Object pointing dataset rows
- - -

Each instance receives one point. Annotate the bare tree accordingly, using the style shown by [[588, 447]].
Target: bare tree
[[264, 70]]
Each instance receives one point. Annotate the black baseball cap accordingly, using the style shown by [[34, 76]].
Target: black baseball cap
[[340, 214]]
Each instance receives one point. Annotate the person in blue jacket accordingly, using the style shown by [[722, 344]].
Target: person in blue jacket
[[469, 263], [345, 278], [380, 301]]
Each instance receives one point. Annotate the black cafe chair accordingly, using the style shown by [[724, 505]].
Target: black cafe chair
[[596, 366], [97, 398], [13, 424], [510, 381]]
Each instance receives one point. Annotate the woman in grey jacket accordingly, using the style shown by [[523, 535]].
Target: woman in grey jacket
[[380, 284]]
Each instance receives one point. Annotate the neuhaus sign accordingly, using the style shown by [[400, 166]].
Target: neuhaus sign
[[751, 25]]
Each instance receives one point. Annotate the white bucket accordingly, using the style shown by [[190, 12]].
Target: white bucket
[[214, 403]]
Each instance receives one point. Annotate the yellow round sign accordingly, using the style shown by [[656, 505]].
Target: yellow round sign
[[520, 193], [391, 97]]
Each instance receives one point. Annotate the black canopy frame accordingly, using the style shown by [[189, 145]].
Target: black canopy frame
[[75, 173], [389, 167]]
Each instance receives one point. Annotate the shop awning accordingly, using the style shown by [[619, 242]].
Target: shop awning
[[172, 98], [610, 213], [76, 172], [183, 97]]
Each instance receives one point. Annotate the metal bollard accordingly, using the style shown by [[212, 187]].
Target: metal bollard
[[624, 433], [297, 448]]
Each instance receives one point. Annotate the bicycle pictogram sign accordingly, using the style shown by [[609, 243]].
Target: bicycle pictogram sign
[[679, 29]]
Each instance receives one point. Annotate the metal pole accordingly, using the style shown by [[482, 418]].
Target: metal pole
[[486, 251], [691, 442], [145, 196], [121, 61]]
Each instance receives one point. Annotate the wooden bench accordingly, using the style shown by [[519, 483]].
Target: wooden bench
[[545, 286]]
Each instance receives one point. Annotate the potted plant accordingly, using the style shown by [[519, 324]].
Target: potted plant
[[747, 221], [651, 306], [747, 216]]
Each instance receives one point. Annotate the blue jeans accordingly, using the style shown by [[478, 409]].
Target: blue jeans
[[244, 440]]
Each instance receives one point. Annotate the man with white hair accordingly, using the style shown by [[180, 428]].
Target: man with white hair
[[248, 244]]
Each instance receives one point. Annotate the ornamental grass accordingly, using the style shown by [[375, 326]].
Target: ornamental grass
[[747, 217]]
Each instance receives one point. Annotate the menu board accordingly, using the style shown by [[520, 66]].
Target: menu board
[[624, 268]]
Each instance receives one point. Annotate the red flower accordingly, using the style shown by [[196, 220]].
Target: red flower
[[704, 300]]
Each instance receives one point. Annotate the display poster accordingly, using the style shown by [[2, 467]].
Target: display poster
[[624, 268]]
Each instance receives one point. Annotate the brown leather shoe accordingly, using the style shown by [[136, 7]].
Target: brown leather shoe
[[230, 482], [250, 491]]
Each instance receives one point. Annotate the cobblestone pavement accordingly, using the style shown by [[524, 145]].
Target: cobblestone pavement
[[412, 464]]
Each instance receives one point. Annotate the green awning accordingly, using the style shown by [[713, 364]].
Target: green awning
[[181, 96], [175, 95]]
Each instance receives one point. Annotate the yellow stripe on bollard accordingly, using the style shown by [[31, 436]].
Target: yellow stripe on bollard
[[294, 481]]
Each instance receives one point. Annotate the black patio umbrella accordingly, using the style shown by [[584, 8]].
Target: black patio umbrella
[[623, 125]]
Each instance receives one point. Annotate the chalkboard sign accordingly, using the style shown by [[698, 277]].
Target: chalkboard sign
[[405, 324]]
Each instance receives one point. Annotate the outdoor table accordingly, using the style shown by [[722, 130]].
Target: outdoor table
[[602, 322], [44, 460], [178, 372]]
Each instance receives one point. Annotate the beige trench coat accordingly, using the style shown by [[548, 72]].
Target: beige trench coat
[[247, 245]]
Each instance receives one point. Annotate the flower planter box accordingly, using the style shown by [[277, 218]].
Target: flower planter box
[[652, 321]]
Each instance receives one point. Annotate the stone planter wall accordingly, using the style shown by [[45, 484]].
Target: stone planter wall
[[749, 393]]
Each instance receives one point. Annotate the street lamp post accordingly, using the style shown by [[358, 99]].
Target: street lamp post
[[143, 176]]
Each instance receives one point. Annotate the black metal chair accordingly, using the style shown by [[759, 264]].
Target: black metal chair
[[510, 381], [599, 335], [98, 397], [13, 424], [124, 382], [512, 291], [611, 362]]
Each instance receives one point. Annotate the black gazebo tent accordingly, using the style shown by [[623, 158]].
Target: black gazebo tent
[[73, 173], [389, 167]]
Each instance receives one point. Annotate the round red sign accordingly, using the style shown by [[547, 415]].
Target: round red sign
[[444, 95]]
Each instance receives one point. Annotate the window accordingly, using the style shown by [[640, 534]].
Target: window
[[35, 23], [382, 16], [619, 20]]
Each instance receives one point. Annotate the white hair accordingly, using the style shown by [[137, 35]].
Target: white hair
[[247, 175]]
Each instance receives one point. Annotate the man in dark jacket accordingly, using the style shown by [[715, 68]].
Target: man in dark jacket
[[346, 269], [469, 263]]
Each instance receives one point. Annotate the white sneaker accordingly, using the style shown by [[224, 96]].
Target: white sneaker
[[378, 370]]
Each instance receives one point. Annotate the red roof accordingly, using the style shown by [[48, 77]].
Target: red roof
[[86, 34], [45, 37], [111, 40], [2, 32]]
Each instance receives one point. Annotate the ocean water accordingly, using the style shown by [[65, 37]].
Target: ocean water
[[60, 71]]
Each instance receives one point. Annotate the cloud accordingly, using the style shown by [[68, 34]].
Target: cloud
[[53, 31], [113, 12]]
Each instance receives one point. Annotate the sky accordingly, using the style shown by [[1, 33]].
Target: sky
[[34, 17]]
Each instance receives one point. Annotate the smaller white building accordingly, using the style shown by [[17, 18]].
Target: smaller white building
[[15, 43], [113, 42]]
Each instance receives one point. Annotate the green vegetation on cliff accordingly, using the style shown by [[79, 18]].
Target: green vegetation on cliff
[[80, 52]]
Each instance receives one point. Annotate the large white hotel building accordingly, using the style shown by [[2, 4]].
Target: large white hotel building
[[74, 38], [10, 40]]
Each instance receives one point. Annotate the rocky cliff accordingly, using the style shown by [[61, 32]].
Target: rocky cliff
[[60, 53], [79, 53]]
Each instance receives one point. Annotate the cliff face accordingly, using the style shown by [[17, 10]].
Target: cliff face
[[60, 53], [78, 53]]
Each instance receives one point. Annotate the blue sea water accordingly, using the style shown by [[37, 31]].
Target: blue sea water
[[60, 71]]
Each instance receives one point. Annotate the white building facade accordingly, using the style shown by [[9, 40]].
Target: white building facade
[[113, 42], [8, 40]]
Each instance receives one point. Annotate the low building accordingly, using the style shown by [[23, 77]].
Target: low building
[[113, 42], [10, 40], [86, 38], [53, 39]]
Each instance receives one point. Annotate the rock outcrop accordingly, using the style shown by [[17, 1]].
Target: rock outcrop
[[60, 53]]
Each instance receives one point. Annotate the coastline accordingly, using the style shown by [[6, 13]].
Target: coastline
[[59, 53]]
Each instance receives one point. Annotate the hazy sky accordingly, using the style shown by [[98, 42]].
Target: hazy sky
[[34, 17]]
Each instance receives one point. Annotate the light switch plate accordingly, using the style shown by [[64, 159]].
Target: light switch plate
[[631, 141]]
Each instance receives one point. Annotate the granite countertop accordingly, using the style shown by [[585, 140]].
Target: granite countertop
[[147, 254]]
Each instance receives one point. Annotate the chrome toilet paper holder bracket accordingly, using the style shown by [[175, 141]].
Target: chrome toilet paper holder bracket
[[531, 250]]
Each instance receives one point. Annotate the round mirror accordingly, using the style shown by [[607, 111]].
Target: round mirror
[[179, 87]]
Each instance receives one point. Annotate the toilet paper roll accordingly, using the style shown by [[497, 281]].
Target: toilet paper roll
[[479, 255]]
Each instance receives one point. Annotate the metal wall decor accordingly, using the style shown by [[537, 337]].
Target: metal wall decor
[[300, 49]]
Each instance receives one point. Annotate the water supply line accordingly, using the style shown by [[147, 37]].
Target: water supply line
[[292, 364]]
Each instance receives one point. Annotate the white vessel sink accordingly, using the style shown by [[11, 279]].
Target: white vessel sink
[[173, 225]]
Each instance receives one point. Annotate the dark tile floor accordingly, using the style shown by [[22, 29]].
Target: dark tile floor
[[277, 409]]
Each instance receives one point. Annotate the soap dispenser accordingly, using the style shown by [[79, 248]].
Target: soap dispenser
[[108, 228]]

- - -

== Your instructions ==
Reproduce the listing above exactly from the line containing "Each instance receives one point. Annotate the chrome" through its last line, with both of those lines included.

== Full solution ==
Each instance receives one point. Annotate the chrome toilet paper holder bracket accordingly, using the style shown by [[175, 141]].
Target: chrome toilet paper holder bracket
[[531, 250]]
Each instance receives one point. Annotate the round mirror accordingly, using the style shown by [[607, 111]].
Target: round mirror
[[179, 87]]
Each instance receives one point. Annotate the toilet paper roll accordingly, using the style shown by [[497, 281]].
Target: toilet paper roll
[[479, 255]]
Each instance receives one point. Annotate the metal wall decor accordingly, using the style shown by [[537, 337]].
Target: metal wall decor
[[300, 49]]
Each instance receives one point. Annotate the water supply line accordingly, using the style shown by [[147, 37]].
Target: water supply line
[[292, 364]]
Each instance receives one point. Annotate the white vessel sink accordingly, using the style shown by [[11, 279]].
Target: white vessel sink
[[173, 225]]
Each instance receives one point. Annotate the dark tile floor accordingly, using the style shown by [[22, 29]].
Target: dark tile floor
[[277, 409]]
Each instance receives one point. Annotate the soap dispenser accordingly, using the style shown by [[79, 248]].
Target: soap dispenser
[[108, 228]]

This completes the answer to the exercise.